START Document excerpt

A poet of place and love, Tony Magistrale‘s poems have large arms in which to envelope his readers. The force of this love is sometimes poignant sometimes painful, but always just right. A poet with backbone and a real heart, now that’s nice.
Why Write?
The fine poet Tony Hoagland writes in his book Real Sofistikashun that “a real diehard, irresolvable obsession in a poet is nothing less than a blessing . . . Rather than therapeutically [trying to] resolve it, try to make a full relationship with it.” In my mind, Hoagland is referencing the timeless power of the muse—that slippery force that is ultimately more emotive and instinctual than intellectual and calculating—part inspiration, part compulsion, part obsession. I’m discovering that many of my poems are driven by my obsession to look back. Poetry is often about memory, not so much the simple reliving of events, or even a nostalgic-flavored return to earlier times, but an effort to understand the past, to appreciate better or confront a moment that may have been formerly misunderstood, overlooked, or just viewed differently than it is now. What we feel is important and a worthy subject for poetry changes over time; I am writing poems now that I simply could not have written when I was sixteen, and busy living them. I grew up in Buffalo, New York, safely ensconced in a suburban world. Although my father went to school on the G.I. Bill after World War II and became a successful lawyer, his roots were strictly working-class, and he never lost sight of what it meant to grow up in Buffalo, a working man’s town that has, at least in modern times, always been down on its luck. While Pittsburgh rose resplendently from the ashes after big steel moved away, I never remember Buffalo as a place where anything came easily—from competing with neighboring Toronto (my father remembers a time when Toronto was no bigger or better a city than Buffalo), to losing four straight Super Bowls in the 1990s. The city and he taught me a healthy respect for the value of struggle and suffering, that these traits should not be mocked or viewed as somehow inferior, but as a source of dignity, even beauty. And thus, many of the poems I have been writing over the past couple of years are about growing up in Buffalo (close enough to Niagara Falls) and the impression that it has left with me. I’ve reached a point in my life where memory finally means something, and these poems are often all that I have left to remember—either of my father or his city.

END Document excerpt
START Excerpted data

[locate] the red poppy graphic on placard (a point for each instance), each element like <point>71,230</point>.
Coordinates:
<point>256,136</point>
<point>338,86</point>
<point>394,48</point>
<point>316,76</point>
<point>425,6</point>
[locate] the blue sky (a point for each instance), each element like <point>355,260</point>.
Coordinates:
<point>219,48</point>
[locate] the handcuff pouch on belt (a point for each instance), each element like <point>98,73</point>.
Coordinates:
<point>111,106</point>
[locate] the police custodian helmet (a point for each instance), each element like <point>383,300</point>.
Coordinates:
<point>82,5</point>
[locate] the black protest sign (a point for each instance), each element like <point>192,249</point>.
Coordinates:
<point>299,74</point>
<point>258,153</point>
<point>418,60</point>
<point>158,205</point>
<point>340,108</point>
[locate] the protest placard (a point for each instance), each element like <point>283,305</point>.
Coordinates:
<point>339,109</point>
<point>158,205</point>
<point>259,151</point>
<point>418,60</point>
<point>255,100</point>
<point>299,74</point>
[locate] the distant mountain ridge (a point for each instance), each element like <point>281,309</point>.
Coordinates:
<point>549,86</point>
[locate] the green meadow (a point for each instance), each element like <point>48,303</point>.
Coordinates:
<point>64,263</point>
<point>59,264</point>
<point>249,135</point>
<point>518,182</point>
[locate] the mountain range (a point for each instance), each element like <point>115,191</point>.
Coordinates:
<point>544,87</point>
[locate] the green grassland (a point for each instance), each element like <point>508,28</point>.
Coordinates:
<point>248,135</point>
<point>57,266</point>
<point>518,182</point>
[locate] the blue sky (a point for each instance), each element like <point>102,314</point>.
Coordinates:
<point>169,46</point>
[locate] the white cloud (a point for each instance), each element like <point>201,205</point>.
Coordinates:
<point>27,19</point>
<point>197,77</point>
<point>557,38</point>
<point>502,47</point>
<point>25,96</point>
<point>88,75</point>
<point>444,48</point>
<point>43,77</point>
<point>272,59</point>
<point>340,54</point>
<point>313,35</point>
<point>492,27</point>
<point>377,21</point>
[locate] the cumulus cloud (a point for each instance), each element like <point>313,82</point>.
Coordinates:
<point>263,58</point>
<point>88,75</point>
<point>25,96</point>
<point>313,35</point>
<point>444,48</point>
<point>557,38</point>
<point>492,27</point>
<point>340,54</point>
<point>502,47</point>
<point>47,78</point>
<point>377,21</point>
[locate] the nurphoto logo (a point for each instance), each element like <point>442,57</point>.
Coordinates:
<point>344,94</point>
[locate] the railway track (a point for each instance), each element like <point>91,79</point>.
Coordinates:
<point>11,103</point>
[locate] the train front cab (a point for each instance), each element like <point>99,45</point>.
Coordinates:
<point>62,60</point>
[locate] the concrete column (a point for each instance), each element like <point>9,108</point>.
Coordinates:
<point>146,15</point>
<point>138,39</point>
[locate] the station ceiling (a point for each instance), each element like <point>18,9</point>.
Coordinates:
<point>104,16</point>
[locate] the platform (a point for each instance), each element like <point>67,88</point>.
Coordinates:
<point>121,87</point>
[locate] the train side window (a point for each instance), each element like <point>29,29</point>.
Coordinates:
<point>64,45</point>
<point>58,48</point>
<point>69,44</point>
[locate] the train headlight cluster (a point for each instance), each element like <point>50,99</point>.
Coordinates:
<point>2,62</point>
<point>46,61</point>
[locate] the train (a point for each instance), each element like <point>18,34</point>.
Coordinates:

END Excerpted data

What to do –
1. According to the essay on writing poetry, what book by Tony Hoagland does the author quote?
2. Reproduce the passage of the essay on writing poetry that opens with the words containing "A poet of place" and closes with "now that’s nice.".
3. In the essay on writing poetry, the muse is described as made of several parts. List every part it names.
The data is not needed to complete this work.

Answers below –
1. Real Sofistikashun

2.
A poet of place and love, Tony Magistrale‘s poems have large arms in which to envelope his readers. The force of this love is sometimes poignant sometimes painful, but always just right. A poet with backbone and a real heart, now that’s nice.

3. Inspiration, compulsion, obsession